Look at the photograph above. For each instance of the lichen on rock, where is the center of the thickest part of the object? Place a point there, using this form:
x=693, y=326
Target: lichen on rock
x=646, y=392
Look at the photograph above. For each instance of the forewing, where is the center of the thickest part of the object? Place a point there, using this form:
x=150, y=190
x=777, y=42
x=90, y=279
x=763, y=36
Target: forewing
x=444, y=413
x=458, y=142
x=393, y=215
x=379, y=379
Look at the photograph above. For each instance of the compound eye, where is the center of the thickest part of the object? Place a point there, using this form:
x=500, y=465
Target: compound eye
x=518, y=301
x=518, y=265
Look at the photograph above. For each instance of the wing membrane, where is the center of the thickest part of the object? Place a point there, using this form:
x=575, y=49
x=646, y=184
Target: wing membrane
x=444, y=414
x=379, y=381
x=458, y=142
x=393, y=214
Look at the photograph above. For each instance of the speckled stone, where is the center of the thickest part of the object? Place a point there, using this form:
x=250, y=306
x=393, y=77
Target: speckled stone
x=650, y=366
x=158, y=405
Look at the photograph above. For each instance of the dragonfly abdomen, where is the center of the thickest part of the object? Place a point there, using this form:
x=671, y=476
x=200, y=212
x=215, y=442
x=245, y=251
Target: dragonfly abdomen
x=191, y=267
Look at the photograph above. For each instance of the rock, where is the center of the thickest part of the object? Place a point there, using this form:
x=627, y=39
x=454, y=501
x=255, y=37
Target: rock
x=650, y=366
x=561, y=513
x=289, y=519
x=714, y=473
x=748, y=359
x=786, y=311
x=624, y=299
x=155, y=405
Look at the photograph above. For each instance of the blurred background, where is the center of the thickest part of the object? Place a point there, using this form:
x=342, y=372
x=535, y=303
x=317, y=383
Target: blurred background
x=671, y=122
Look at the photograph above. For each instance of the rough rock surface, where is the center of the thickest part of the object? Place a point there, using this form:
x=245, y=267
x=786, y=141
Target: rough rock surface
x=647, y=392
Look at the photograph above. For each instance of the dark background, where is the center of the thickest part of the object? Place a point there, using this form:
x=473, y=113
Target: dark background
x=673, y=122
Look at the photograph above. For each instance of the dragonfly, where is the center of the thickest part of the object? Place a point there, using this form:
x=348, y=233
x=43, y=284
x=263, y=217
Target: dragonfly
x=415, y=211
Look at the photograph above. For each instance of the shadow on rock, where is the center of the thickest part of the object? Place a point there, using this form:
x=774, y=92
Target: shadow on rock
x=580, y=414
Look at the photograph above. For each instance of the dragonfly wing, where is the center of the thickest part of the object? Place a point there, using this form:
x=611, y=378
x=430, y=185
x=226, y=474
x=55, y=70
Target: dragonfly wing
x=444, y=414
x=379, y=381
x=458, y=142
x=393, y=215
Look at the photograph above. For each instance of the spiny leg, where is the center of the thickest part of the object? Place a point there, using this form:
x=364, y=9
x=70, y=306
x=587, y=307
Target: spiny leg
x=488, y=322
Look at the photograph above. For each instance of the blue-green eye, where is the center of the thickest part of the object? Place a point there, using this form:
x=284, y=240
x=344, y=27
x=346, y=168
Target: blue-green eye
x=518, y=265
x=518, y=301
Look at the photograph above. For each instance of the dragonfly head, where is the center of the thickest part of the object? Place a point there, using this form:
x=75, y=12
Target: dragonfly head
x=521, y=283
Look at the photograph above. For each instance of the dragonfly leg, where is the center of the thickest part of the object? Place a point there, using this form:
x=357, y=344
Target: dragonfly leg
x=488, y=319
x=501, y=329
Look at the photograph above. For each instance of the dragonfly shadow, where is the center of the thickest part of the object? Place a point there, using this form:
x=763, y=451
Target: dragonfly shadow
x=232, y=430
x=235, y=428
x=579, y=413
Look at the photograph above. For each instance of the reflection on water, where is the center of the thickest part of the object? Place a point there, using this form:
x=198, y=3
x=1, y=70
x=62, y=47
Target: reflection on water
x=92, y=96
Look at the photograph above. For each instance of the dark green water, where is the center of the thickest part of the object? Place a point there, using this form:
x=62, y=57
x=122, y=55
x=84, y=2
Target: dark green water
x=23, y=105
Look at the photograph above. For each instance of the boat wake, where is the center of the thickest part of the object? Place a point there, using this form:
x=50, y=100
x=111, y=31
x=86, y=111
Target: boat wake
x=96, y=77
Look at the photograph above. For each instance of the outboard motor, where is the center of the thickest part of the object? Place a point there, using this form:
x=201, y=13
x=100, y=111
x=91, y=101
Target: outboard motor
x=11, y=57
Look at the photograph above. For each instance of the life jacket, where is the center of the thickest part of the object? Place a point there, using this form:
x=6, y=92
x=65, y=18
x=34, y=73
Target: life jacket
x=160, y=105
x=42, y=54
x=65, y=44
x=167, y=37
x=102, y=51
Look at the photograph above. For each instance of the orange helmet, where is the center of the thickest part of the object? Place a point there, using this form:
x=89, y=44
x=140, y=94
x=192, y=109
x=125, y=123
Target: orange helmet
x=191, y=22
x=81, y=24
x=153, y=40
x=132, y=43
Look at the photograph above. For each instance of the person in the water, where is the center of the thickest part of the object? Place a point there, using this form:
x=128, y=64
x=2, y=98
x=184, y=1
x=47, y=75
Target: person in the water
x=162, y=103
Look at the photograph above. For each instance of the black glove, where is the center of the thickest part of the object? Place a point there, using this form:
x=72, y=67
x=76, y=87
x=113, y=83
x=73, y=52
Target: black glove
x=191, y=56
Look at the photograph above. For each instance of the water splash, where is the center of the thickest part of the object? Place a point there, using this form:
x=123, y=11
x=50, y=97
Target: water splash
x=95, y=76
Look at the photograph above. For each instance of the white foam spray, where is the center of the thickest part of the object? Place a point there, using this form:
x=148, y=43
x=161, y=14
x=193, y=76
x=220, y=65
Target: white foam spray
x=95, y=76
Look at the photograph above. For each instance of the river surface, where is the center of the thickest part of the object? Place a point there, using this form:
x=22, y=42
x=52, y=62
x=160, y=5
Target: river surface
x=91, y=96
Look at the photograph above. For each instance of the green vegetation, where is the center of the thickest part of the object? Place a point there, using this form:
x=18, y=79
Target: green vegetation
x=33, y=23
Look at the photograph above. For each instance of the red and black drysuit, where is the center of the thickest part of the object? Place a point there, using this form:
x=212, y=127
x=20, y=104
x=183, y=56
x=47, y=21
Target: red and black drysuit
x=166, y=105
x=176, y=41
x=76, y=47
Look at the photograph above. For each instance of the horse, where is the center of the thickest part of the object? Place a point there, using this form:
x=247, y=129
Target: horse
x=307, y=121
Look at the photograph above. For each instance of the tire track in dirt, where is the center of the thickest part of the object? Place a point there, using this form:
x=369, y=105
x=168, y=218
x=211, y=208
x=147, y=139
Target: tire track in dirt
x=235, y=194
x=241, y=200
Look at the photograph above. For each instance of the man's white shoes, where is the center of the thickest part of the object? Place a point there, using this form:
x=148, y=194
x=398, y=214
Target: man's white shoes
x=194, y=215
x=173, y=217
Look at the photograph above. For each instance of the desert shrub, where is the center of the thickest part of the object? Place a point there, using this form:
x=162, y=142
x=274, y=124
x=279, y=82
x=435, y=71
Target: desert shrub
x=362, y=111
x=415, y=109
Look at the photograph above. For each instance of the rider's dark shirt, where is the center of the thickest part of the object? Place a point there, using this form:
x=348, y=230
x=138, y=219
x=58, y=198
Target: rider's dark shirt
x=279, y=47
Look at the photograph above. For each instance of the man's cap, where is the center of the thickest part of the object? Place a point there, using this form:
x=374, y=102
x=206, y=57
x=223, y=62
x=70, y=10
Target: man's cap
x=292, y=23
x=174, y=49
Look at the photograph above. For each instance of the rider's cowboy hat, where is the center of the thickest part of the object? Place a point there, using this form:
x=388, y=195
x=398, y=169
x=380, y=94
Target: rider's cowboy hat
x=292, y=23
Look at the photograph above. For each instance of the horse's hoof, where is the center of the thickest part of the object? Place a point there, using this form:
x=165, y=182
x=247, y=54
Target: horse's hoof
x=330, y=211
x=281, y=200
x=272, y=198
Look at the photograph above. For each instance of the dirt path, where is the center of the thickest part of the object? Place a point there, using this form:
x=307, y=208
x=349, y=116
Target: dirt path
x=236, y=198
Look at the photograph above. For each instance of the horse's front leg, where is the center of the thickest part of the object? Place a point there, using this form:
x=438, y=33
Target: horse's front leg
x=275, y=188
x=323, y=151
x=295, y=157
□ □ □
Your answer should be the lines above, from the line containing "Look at the photograph above. For each instance of the rough" up to and including the line containing "x=587, y=307", reproduced exactly and with nothing else.

Look at the photograph above. For each instance of the rough rock surface, where is the center of the thickest part of the object? Place a point there, using this form:
x=245, y=267
x=786, y=141
Target: rough rock surface
x=647, y=392
Look at the photograph above. For each instance of the dark background, where is the center of the thickest part of the object? Place a point there, using this form:
x=473, y=113
Target: dark background
x=673, y=122
Look at the photograph above. For each instance of the dragonfly, where is the center of the thickest part of the object? Place a point there, using this form:
x=348, y=233
x=43, y=284
x=263, y=217
Target: dragonfly
x=415, y=211
Look at the photograph above. For each instance of the shadow on rock, where is the center of the thickest part of the object? Place a point there, using this form:
x=774, y=92
Target: shadow on rock
x=580, y=414
Look at the photograph above. For each instance of the dragonfly wing, where is the center of the thickest part of the object? Place a point there, using this form:
x=611, y=378
x=430, y=185
x=226, y=474
x=55, y=70
Target: dragonfly wing
x=444, y=414
x=379, y=381
x=458, y=142
x=393, y=215
Look at the photograph above. For each instance of the spiny leg, where is the center of the thickest part of the object? Place a point there, using this form:
x=364, y=9
x=70, y=306
x=587, y=307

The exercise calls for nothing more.